START Exercise text

A young Lebanese man caught plotting to detonate a bomb near Chicago’s iconic Wrigley Field baseball stadium was sentenced Thursday to 23 years in prison, prosecutors said.
Lebanese citizen Sami Samir Hassoun was a legal resident of the United States at the time of his 2010 arrest.
“The thought of what might have happened if it was real is horrific,” U.S. District Judge Robert Gettleman said in handing down the sentence.
Hassoun pleaded guilty last year to one count of attempted use of a weapon of mass destruction and one count of attempted use of an explosive device.
The 25-year-old admitted to telling an FBI source that he wanted to “paralyze” Chicago commerce and undermine the city’s political establishment.
The informant introduced him to an undercover FBI agent posing as a terrorist who agreed to help him carry out the plot for a “revolution.”
After weeks of reconnaissance work and discussion of potential targets, the agent gave Hassoun a backpack that he said was filled with explosives powerful enough to destroy half a city block.
Hassoun activated the timer on the fake bomb and dropped the backpack in a trash bin when the nearby bars were filled with patrons who had attended a concert at Wrigley. He was then arrested.

END Exercise text
START Data for review

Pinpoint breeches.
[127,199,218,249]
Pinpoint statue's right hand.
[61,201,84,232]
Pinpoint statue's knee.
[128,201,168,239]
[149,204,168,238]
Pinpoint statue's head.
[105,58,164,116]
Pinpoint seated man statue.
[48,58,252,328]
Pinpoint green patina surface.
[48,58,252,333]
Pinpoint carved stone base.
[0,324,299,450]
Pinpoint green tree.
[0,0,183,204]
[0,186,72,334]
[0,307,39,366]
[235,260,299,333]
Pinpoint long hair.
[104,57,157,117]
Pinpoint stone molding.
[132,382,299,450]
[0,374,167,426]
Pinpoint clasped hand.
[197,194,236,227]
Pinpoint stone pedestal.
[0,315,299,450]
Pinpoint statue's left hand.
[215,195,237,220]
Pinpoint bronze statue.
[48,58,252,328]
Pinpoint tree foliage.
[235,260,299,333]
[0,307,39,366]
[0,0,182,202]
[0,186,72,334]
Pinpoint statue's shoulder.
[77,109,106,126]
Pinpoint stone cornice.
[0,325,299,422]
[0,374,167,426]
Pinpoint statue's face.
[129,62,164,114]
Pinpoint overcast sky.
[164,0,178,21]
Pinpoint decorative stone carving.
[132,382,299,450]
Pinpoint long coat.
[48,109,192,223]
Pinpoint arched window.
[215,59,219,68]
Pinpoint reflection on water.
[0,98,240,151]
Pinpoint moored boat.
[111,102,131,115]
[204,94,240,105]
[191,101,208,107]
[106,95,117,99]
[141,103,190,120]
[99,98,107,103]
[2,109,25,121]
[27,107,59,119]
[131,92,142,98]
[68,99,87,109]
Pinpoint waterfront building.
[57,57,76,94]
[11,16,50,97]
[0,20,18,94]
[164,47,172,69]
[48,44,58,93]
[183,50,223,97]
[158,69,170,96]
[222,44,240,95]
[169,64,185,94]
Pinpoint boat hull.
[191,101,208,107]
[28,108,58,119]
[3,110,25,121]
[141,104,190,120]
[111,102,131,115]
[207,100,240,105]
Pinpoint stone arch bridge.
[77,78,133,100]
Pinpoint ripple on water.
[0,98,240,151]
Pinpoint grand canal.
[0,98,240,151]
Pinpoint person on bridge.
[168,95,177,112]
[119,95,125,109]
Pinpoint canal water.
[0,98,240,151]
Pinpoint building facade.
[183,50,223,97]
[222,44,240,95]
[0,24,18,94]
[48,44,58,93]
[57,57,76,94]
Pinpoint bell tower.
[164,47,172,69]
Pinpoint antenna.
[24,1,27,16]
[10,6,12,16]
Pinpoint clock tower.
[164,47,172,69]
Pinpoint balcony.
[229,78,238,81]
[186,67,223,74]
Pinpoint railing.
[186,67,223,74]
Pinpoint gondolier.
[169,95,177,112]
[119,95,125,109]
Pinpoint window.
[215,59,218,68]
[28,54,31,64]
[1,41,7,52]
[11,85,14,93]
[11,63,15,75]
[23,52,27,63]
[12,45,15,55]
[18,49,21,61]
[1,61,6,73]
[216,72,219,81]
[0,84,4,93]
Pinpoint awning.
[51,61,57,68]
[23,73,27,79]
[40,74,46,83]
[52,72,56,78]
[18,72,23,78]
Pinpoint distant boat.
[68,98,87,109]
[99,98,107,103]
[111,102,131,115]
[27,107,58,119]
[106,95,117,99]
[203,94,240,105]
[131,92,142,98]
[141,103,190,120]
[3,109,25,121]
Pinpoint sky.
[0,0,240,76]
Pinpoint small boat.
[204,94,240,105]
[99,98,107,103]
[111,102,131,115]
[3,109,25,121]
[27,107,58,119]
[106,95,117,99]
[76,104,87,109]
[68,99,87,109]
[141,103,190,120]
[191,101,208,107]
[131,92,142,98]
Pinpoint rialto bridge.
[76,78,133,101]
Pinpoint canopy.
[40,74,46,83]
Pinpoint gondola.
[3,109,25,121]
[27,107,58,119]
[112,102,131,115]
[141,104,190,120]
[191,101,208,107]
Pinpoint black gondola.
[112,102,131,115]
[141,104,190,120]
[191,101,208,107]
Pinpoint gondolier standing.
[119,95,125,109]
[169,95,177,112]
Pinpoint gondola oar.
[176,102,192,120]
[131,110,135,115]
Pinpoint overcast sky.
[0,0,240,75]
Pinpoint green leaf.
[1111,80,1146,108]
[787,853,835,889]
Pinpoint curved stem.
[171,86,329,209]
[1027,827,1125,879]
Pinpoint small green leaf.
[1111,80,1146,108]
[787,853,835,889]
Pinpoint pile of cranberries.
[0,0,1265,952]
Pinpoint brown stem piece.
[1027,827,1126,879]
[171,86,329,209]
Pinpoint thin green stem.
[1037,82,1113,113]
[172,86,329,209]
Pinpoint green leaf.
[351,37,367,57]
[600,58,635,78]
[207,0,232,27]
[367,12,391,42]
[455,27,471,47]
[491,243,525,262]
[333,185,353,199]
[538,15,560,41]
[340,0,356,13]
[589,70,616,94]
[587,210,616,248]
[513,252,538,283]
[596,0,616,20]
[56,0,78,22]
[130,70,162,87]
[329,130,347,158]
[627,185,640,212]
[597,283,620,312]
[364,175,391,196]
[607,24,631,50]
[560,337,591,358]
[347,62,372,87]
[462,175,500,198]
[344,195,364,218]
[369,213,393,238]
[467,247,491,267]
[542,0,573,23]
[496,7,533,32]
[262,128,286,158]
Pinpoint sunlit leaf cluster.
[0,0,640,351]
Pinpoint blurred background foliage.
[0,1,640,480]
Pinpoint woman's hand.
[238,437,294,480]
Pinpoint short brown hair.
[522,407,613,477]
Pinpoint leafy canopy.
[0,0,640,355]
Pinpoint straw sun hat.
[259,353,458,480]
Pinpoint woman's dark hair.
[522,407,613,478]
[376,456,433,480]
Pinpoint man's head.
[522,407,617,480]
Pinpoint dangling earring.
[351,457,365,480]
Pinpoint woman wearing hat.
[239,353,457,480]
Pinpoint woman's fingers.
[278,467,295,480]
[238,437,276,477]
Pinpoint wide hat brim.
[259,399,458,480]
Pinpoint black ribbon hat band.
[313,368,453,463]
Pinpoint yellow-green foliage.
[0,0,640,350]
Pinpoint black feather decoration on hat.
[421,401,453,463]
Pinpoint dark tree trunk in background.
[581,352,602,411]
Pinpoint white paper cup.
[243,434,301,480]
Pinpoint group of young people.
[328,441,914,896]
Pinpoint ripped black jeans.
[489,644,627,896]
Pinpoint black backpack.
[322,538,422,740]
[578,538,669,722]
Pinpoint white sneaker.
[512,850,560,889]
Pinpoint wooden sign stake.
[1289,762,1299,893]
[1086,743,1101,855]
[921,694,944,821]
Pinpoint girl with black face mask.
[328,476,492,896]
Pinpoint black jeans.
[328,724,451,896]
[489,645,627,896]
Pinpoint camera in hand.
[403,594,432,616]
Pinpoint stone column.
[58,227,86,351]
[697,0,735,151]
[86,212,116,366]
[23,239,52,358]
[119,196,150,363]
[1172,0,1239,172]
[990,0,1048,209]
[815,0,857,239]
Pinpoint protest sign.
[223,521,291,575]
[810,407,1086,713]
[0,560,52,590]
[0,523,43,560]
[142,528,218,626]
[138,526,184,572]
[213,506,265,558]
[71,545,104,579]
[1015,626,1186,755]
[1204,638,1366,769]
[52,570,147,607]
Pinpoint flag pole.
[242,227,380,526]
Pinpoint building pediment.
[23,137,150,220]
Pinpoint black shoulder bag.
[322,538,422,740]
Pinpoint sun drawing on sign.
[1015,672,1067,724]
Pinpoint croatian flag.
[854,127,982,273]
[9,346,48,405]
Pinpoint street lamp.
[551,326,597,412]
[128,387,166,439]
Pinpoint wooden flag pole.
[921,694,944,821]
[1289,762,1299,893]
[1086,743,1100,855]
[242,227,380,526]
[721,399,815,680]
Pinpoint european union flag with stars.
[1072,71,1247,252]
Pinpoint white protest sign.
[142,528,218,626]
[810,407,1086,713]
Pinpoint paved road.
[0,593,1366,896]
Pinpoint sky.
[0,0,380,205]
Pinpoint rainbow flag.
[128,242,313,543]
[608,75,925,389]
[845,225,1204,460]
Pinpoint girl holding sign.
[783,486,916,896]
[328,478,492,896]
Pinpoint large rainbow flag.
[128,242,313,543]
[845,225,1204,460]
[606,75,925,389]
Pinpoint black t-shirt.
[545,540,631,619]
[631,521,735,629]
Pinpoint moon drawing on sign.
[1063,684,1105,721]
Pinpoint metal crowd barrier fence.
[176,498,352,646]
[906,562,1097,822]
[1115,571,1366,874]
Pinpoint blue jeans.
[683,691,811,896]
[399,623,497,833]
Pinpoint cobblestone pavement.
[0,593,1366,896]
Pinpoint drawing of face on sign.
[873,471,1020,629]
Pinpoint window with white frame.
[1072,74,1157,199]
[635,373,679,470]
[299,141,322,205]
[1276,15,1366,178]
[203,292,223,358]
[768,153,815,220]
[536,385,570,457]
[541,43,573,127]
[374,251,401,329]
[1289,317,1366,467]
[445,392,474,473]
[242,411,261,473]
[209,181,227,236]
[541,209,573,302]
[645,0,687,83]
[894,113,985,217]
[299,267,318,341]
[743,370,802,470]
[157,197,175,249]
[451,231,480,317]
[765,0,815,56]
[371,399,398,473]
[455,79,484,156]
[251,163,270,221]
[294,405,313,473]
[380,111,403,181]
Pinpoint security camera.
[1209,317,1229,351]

END Data for review

_Required work_
Could you carry on the news report about the Wrigley Field bomb plot sentencing, starting after its last sentence, "He was then arrested."?

_Result_
“In conversation after conversation, Hassoun made clear that he was willing to bomb innocents and shoot police officers as part of a bizarre effort to destabilize the City of Chicago,” said Gary Shapiro, U.S. attorney for the Northern District of Illinois.
“And his actions demonstrated that his words were more than empty bravado.”
The Federal Bureau of Investigation celebrated Hassoun’s stiff sentence and the hard work of the undercover agents.
“We remain vigilant in our mission to prevent attacks against Americans and to identify and hold accountable individuals and groups involved in the planning and execution of such attacks,” said Cory Nelson, head of the FBI’s Chicago bureau.
Hassoun will be subject to deportation when he is released.